---------- DATA TO USE ----------

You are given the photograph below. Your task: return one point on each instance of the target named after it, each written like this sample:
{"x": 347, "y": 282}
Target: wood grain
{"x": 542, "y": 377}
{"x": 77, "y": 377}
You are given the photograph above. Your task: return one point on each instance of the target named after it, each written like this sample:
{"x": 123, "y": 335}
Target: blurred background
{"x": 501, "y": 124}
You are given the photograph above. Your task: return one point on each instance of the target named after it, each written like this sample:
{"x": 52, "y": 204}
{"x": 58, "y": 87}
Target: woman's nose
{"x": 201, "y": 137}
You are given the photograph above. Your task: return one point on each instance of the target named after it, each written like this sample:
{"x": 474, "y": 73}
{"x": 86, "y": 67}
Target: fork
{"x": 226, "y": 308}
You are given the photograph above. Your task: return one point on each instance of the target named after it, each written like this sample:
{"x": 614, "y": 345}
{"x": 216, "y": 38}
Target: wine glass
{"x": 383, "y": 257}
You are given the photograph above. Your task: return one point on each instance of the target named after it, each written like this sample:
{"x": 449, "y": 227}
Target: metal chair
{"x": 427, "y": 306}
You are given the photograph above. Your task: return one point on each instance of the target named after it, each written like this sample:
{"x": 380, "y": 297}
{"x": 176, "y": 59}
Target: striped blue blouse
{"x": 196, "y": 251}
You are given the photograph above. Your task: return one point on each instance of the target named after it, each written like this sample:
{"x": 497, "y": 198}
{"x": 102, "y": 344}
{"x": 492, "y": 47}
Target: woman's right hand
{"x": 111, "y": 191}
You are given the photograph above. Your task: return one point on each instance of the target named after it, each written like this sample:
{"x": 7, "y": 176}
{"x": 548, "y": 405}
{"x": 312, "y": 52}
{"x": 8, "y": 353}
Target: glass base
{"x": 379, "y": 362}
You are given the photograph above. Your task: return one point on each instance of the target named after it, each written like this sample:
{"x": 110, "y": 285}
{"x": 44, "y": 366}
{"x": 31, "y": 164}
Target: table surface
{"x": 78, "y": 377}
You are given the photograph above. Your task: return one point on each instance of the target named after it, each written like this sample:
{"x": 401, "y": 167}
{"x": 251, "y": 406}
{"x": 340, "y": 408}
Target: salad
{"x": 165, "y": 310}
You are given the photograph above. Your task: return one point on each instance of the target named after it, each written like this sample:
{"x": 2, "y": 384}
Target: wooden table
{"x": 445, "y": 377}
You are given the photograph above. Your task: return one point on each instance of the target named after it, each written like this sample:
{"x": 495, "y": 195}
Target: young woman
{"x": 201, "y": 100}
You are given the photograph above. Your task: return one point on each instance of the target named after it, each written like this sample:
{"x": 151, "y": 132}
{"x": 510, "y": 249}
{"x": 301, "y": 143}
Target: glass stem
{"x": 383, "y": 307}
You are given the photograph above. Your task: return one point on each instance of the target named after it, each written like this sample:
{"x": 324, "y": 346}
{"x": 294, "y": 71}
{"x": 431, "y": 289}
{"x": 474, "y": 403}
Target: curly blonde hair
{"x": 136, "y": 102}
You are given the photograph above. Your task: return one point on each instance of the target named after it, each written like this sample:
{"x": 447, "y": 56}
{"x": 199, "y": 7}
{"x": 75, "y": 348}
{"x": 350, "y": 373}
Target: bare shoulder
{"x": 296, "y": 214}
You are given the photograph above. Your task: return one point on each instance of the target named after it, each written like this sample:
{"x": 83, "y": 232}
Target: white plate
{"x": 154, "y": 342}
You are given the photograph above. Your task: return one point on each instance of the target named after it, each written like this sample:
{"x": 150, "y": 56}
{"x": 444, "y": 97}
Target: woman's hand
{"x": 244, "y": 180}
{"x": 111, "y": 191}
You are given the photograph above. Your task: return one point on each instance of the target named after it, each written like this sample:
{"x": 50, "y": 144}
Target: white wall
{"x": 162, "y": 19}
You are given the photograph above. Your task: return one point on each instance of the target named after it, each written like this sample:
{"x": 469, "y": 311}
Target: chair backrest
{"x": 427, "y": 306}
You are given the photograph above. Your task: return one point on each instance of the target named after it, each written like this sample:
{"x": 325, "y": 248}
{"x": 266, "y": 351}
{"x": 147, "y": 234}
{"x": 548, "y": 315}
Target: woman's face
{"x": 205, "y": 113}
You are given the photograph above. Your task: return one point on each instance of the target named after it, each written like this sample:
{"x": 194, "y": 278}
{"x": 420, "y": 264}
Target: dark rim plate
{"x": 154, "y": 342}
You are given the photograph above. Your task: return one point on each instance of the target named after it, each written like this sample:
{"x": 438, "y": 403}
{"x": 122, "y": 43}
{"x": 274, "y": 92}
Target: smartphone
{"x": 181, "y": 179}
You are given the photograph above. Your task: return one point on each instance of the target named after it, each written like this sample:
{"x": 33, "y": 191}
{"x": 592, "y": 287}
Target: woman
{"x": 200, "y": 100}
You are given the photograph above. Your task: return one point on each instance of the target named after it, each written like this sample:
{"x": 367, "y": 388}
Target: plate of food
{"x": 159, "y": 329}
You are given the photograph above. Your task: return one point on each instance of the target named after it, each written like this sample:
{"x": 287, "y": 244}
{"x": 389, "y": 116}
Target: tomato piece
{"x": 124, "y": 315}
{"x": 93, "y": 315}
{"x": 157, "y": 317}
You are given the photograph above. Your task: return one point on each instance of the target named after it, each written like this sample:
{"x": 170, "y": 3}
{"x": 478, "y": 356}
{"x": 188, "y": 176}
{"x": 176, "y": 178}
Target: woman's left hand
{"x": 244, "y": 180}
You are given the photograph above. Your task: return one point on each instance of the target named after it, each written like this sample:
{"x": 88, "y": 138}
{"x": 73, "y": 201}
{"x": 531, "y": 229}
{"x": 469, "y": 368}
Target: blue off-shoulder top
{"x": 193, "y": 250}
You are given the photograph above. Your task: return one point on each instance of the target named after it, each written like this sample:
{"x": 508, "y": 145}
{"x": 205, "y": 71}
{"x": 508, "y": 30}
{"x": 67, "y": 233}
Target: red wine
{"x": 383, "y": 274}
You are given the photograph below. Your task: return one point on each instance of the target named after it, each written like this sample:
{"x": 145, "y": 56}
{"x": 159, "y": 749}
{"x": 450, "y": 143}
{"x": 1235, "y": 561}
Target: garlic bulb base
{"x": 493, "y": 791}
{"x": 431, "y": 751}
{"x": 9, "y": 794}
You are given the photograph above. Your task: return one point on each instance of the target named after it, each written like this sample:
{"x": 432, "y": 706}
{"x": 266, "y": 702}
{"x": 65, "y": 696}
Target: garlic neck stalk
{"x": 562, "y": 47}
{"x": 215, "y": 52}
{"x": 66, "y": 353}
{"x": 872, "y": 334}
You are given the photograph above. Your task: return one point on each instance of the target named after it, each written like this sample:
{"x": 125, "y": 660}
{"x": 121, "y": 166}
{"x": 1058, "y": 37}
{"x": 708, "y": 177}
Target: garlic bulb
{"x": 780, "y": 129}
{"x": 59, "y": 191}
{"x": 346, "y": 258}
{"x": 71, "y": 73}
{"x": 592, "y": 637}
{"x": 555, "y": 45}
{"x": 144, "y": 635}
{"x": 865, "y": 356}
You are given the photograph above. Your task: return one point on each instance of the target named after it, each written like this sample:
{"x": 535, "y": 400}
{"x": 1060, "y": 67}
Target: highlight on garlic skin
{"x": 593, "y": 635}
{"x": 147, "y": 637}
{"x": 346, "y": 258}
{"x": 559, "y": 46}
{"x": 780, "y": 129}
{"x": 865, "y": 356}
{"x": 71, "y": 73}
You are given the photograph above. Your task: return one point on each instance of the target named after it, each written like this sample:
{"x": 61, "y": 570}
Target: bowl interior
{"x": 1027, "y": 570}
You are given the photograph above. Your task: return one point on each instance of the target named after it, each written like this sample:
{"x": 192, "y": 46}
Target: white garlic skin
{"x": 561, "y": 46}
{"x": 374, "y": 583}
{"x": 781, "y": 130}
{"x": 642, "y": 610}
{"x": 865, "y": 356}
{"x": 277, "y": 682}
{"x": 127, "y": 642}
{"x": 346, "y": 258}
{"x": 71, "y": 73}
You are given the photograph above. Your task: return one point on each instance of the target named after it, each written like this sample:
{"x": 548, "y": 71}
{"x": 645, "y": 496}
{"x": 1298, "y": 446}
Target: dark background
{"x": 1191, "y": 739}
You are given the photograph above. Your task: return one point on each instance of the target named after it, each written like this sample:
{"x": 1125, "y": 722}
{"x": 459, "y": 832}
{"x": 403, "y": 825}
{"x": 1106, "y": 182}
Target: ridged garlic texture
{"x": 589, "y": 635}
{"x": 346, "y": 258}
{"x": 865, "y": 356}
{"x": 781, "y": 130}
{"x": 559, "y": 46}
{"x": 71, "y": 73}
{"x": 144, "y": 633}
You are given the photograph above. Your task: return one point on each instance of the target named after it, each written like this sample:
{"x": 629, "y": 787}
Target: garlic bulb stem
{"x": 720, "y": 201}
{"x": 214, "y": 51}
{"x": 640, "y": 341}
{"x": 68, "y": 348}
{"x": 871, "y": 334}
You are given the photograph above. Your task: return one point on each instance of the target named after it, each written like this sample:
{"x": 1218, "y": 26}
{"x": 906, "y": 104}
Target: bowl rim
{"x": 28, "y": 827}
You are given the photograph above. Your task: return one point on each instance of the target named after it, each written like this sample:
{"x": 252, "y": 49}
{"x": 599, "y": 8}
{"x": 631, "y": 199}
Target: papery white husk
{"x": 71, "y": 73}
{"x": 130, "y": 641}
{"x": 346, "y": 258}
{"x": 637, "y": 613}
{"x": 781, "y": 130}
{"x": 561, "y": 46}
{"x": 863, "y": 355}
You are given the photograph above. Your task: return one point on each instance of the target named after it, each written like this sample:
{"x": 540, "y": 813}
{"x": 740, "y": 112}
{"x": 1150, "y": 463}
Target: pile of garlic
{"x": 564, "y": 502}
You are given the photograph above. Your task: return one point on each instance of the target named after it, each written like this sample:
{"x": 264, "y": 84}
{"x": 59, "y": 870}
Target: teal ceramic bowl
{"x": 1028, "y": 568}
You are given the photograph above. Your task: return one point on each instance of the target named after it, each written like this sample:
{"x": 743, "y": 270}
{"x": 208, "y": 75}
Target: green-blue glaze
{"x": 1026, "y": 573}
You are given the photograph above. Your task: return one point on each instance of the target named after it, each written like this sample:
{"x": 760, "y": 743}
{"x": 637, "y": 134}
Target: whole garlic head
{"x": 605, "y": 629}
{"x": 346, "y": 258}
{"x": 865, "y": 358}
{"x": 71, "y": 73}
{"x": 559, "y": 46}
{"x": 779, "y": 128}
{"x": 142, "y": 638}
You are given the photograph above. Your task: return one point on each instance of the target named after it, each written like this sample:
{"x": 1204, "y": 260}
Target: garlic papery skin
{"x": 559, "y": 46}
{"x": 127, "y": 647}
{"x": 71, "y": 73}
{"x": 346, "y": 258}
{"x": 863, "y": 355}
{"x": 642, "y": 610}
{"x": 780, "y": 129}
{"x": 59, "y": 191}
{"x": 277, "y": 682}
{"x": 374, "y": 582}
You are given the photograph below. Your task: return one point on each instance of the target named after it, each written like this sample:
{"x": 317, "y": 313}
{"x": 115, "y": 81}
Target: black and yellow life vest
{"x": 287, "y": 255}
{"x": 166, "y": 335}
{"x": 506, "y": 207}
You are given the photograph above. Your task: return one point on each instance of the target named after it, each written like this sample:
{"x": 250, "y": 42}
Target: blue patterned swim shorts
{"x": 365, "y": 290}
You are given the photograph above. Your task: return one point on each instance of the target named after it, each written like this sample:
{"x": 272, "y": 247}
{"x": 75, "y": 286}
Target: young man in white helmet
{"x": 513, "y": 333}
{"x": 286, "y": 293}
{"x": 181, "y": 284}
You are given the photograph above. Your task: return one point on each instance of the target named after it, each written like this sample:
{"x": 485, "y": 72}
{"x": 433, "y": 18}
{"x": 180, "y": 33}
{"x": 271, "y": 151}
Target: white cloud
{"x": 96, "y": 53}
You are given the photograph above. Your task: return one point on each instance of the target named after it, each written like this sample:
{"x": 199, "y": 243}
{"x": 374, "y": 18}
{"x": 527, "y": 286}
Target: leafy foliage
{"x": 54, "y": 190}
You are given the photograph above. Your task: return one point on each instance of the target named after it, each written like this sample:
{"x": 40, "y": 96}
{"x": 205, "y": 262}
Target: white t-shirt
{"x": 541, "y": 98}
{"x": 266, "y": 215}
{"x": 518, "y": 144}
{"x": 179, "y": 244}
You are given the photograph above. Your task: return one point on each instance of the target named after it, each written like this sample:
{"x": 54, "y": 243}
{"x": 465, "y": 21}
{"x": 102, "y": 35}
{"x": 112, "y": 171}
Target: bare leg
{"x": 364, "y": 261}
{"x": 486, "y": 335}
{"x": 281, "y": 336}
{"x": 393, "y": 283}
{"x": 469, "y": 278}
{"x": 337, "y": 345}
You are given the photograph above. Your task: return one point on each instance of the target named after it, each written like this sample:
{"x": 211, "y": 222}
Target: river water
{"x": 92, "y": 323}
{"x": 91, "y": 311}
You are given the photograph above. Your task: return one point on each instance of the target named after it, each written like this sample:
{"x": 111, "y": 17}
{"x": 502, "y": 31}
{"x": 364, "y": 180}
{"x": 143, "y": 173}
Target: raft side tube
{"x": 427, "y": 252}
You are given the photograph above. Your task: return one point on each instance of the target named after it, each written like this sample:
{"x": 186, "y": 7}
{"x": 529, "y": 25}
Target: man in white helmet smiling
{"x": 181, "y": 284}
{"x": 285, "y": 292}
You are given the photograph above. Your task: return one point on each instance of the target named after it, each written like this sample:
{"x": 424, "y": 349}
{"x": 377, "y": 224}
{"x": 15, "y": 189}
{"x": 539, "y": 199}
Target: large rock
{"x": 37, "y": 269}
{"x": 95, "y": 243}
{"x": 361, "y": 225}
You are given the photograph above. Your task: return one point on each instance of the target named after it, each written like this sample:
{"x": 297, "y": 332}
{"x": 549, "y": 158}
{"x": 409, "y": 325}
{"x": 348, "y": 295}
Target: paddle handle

----------

» WRITTEN EXERCISE
Which lines of the material above contain the string "blue"? Gather each one, matching case exactly.

» SOLUTION FOR THIS PROBLEM
Target: striped blue blouse
Target: blue off-shoulder top
Target: green-blue glaze
Target: blue patterned swim shorts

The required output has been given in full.